>> begin Provided information

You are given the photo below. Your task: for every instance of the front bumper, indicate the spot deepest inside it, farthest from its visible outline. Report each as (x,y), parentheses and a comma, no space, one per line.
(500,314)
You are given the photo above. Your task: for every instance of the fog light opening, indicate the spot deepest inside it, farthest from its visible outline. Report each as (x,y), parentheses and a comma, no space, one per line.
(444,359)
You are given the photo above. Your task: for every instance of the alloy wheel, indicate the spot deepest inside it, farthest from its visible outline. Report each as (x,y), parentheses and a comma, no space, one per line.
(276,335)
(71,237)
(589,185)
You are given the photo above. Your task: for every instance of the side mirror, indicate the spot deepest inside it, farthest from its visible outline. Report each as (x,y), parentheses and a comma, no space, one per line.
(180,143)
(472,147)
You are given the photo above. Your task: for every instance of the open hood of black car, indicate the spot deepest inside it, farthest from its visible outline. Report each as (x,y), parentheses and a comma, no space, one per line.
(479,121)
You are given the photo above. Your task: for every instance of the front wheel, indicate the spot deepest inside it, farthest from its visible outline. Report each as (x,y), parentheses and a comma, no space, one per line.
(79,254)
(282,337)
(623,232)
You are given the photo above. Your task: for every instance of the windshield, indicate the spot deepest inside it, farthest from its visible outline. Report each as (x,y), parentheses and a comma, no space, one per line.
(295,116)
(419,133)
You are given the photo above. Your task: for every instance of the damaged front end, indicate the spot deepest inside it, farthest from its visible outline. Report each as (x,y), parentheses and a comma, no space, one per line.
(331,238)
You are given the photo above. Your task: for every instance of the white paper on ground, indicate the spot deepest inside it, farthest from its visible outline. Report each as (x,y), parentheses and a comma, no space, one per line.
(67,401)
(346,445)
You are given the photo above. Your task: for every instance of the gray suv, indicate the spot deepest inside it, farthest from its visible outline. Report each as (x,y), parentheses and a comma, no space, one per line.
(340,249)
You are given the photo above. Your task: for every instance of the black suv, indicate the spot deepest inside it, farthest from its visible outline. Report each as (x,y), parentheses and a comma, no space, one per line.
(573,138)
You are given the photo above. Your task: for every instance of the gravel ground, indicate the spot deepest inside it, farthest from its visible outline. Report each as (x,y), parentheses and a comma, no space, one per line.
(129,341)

>> end Provided information

(Do this) Generate an exact reproduction of all entries.

(Response to the task)
You are given the photo below. Your task: for every instance of the front bumper, indicate the spot deepest inside it, farthest from its visible outline. Report each as (x,y), parentheses and a comma, no space, one per line.
(500,314)
You are given the photo above. Your task: for every instance of the fog light opening, indicate the spot deepest inside it, farthest from its visible outline. Report each as (x,y), parentheses and a comma, no space, one per line.
(444,359)
You are given the photo above. Your task: for every instance of the alloy wheel, indicate the spot deepest inside it, farthest from its visible outline. Report each as (x,y), parentheses and a comma, no space, one per line.
(276,335)
(71,237)
(589,185)
You are given the photo above. Your task: for every instance of the side mirror, indicate the spot deepest inside it, farthest from its visible outline. Report each as (x,y), parentheses and a comma, no space, one per line.
(180,143)
(472,147)
You are given the photo above. Your task: for every instance of the open hood of black car, indicate the spot deepest inside it, farthest from its visible outline. Report each as (x,y), parentheses and a comma, no space, one per line.
(479,121)
You are given the photo above. Your task: for every instance of the front wheel, indicate the spot deepest inside it, farthest from its visible outline. Report each as (x,y), parentheses and a comma, no space, one per line.
(79,254)
(282,337)
(623,232)
You are given the photo above. Your task: for every instance of the windshield, indicate the spot deepest inside it, farthest from its visible outline. Report each as (x,y), parentheses and a comma, no space, one per line.
(295,116)
(419,133)
You are given the photo above. Your task: for every instance of the damaged front end, indicate the spot deepest inside it, farthest from its visible outline. Report each as (x,y), parentheses and a comma, no space, one per line.
(331,238)
You are given the photo above. Your task: for every instance of the white paper on ground, indicate the spot deepest inside it, farthest from its visible outline. Report each as (x,y), parentheses and a comma, no space, one per line.
(67,401)
(346,445)
You are given the photo above. Your task: for every instance of the gray suv, indicate the spot deepest inside it, farthest from its visible outline. Report each as (x,y), parentheses and a comma, no space, one per line.
(340,249)
You are given the photo above. Your task: for every instance of the black suv, indicate the spot deepest inside it, farthest from its visible outline. Report each as (x,y), parentheses and a comma, no space, one per line.
(573,138)
You are given the photo above. Your task: for every instance of the gravel ground, indicate the spot deepest inside it, farthest from its visible outline. Report each as (x,y), parentheses and a comma, no space, one per line.
(129,341)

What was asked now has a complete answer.